**Stated goal:** Repeat the records exactly. Every line must match.

-------

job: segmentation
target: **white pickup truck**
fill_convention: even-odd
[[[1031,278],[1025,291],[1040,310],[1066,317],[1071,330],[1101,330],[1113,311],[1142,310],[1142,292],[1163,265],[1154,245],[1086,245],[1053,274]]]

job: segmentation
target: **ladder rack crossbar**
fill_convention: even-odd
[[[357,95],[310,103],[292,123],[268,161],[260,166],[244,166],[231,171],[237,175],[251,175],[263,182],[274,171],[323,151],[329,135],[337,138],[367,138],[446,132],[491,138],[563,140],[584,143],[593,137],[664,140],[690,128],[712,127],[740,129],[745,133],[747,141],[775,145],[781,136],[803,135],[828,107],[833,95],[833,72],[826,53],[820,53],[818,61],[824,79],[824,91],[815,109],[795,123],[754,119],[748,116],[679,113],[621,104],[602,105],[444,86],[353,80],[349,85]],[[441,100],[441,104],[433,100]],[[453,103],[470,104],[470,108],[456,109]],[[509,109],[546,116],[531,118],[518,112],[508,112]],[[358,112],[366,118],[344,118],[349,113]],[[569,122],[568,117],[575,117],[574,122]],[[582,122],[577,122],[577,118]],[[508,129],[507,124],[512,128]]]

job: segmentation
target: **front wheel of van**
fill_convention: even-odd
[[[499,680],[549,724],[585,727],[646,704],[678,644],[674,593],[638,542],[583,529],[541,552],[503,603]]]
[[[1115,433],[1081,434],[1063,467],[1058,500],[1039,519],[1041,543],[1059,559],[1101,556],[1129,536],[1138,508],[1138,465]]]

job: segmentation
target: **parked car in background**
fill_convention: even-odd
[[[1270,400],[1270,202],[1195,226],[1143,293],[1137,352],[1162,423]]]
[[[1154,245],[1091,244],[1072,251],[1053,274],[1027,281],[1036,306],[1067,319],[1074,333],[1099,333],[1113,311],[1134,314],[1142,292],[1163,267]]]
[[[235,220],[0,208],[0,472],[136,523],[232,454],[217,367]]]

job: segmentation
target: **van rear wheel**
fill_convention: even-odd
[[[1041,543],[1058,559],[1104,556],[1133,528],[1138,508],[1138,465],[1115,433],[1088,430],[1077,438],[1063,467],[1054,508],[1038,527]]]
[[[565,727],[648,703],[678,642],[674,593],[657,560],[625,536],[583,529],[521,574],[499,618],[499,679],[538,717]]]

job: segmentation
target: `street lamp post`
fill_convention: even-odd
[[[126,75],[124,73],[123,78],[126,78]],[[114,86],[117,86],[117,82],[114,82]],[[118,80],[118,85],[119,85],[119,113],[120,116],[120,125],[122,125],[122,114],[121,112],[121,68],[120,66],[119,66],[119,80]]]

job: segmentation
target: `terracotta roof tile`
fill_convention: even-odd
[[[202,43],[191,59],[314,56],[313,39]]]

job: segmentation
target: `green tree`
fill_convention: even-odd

-------

**The solution:**
job: segmentation
target: **white pickup truck**
fill_convention: even-odd
[[[1031,278],[1025,291],[1040,310],[1066,317],[1071,330],[1101,330],[1113,311],[1142,310],[1142,292],[1163,265],[1154,245],[1086,245],[1053,274]]]

job: segmentation
target: **ladder rack crossbar**
fill_convention: even-odd
[[[357,95],[310,103],[292,123],[268,161],[260,166],[244,166],[231,171],[237,175],[251,175],[263,182],[274,171],[323,151],[329,135],[337,138],[367,138],[446,132],[491,138],[563,140],[584,143],[593,137],[664,140],[690,128],[712,127],[740,129],[745,133],[747,141],[775,145],[781,136],[803,135],[828,107],[833,95],[833,72],[826,53],[820,53],[818,61],[824,79],[824,91],[815,109],[795,123],[754,119],[748,116],[679,113],[621,104],[602,105],[444,86],[353,80],[349,85]],[[441,100],[441,104],[433,100]],[[453,103],[470,104],[470,108],[456,109]],[[509,109],[546,116],[531,118],[518,112],[508,112]],[[358,112],[366,118],[344,118],[349,113]],[[569,122],[568,117],[575,117],[574,122]],[[582,122],[577,122],[577,118]],[[508,129],[507,124],[512,128]]]

job: segmentation
target: **front wheel of van**
fill_convention: even-odd
[[[499,680],[549,724],[585,727],[646,704],[678,644],[674,593],[638,542],[583,529],[541,552],[503,603]]]
[[[1115,433],[1081,434],[1063,467],[1058,500],[1039,519],[1041,543],[1059,559],[1101,556],[1129,536],[1138,508],[1138,465]]]

job: segmentation
target: **parked car in background**
fill_convention: even-odd
[[[1270,400],[1270,202],[1195,226],[1143,293],[1137,352],[1162,423]]]
[[[1154,245],[1091,244],[1072,251],[1053,274],[1027,281],[1036,306],[1067,319],[1074,333],[1099,333],[1113,311],[1134,314],[1142,292],[1163,267]]]
[[[235,220],[0,208],[0,472],[136,523],[232,454],[217,367]]]

job: segmentation
target: **van rear wheel**
fill_convention: even-odd
[[[1041,543],[1058,559],[1104,556],[1133,528],[1138,508],[1138,465],[1115,433],[1088,430],[1077,438],[1063,467],[1054,508],[1038,527]]]
[[[565,727],[648,703],[678,642],[674,593],[657,560],[625,536],[583,529],[521,574],[499,618],[499,679],[538,717]]]

job: segmentation
target: `street lamp post`
fill_convention: even-odd
[[[126,75],[124,73],[123,78],[126,78]],[[114,86],[117,86],[117,82],[114,82]],[[118,80],[118,85],[119,85],[119,113],[120,116],[120,125],[122,125],[122,114],[121,112],[121,68],[120,66],[119,66],[119,80]]]

job: segmentation
target: `terracotta roof tile`
fill_convention: even-odd
[[[202,43],[191,59],[314,56],[313,39]]]

job: segmentation
target: `green tree`
fill_convention: even-odd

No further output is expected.